### Supplied entries

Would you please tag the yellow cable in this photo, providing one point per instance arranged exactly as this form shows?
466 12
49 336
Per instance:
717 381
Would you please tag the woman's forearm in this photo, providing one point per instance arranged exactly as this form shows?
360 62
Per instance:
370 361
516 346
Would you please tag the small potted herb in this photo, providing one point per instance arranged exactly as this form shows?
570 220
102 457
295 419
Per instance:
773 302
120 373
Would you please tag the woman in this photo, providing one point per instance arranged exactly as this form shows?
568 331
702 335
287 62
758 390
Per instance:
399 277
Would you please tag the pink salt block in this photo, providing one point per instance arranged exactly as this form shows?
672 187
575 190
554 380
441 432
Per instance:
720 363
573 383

######

◆ Problem description ◆
Could you rewrite all of the data above, swapping "tag" for "mark" and leaving everything else unchanged?

◆ The reply ◆
Would you please mark the yellow cable in this photo, providing one point per instance arranged exactly as this form shows?
466 12
49 336
Per instance:
717 381
Would you please mark the woman's forearm in this photo, providing one point per instance arranged exactly as this form shows?
360 62
Per instance:
370 361
516 346
Would you please mark the small potted herb in this photo, providing one point per instance arranged exactly as this form shows?
570 220
102 457
295 419
Per instance:
773 302
120 373
Would you please mark the woman in this photo, providing one point per instance arranged exactly as this form shows?
568 331
702 335
287 62
758 390
Per instance:
399 277
Would you please mark the pink salt block in this photo, providing one point per instance arranged exactly as this form shows?
672 187
575 190
554 380
441 432
Per instance:
720 363
573 383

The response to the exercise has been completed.